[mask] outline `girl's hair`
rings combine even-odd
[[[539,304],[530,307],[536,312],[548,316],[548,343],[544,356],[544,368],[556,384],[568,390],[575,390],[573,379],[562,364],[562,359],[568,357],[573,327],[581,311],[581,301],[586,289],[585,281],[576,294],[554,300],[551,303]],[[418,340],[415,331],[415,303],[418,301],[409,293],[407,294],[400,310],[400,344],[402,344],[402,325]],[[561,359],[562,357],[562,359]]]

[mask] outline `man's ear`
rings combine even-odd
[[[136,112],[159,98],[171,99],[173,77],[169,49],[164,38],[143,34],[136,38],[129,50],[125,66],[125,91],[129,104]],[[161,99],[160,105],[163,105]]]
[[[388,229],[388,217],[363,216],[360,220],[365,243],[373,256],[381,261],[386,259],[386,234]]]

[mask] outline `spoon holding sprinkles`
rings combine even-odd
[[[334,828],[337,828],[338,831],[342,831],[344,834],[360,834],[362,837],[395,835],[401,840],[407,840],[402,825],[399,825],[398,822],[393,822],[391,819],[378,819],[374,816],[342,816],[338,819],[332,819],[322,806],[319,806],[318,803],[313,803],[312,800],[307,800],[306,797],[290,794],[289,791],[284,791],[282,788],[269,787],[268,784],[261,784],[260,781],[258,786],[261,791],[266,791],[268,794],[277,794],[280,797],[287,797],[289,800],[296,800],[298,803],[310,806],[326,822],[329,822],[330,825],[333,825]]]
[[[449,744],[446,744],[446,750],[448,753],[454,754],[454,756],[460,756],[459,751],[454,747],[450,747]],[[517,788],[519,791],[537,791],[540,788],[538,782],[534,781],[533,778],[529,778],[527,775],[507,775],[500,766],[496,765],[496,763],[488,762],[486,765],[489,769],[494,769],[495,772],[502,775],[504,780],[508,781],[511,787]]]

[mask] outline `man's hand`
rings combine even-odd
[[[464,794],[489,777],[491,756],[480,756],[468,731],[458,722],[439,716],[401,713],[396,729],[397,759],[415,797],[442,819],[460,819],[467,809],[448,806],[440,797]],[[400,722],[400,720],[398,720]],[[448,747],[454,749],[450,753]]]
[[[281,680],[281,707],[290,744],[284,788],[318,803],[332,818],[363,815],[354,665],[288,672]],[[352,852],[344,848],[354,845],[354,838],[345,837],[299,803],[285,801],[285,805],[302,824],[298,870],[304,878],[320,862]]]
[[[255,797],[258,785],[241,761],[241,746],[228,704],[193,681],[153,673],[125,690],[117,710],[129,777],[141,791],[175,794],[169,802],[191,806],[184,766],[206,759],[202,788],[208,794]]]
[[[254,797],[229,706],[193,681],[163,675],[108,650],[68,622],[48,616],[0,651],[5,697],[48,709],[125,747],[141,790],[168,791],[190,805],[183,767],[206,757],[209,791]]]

____________

WORK ORDER: Output the listing above in full. Every line must match.

ANSWER SECTION:
[mask] outline `girl's hair`
rings combine even-odd
[[[539,304],[530,307],[536,312],[548,316],[548,343],[544,356],[544,368],[556,384],[568,390],[575,390],[573,379],[562,364],[562,359],[568,357],[573,327],[581,311],[581,301],[586,289],[585,281],[576,294],[554,300],[551,303]],[[418,340],[415,331],[415,303],[418,301],[409,293],[407,294],[400,310],[400,344],[402,344],[402,325]],[[561,359],[562,357],[562,359]]]

[mask] outline `man's ear`
rings combine even-odd
[[[136,112],[159,98],[171,99],[173,77],[169,49],[164,38],[143,34],[136,38],[129,50],[125,66],[125,91],[129,104]],[[161,99],[160,105],[163,105]]]
[[[388,229],[388,217],[363,216],[360,220],[365,243],[373,256],[381,261],[386,259],[386,234]]]

[mask] outline `spoon holding sprinkles`
rings combine even-odd
[[[334,828],[337,828],[338,831],[342,831],[344,834],[360,834],[362,837],[395,835],[401,840],[407,840],[402,825],[399,825],[398,822],[393,822],[391,819],[378,819],[374,816],[342,816],[338,819],[332,819],[322,806],[319,806],[318,803],[313,803],[312,800],[307,800],[306,797],[290,794],[289,791],[284,791],[282,788],[269,787],[268,784],[261,784],[260,781],[258,786],[261,791],[266,791],[268,794],[277,794],[280,797],[287,797],[289,800],[296,800],[298,803],[310,806],[326,822],[329,822],[330,825],[333,825]]]
[[[449,744],[446,744],[446,750],[448,753],[454,754],[454,756],[460,756],[459,751],[454,747],[450,747]],[[517,788],[519,791],[537,791],[540,788],[538,782],[534,781],[533,778],[529,778],[527,775],[507,775],[500,766],[496,765],[496,763],[488,762],[486,765],[489,769],[494,769],[495,772],[502,775],[504,780],[508,781],[511,787]]]

[mask] outline `man's hand`
rings combine even-odd
[[[464,794],[489,777],[491,756],[480,756],[468,731],[458,722],[439,716],[401,713],[396,729],[397,759],[415,797],[442,819],[460,819],[467,809],[448,806],[440,797]],[[400,722],[400,720],[398,720]],[[448,747],[454,749],[450,753]]]
[[[281,680],[281,707],[290,744],[284,788],[318,803],[332,818],[363,815],[354,665],[288,672]],[[352,852],[344,848],[354,845],[354,838],[345,837],[299,803],[285,801],[285,805],[302,824],[298,870],[304,878],[320,862]]]
[[[255,797],[258,785],[241,761],[241,746],[228,704],[193,681],[153,673],[125,690],[117,710],[129,777],[141,791],[175,794],[169,802],[191,806],[184,766],[206,759],[202,788],[208,794]]]
[[[254,797],[229,706],[193,681],[163,675],[108,650],[68,622],[48,616],[0,651],[5,697],[48,709],[125,747],[141,790],[168,791],[190,805],[183,767],[206,757],[209,791]]]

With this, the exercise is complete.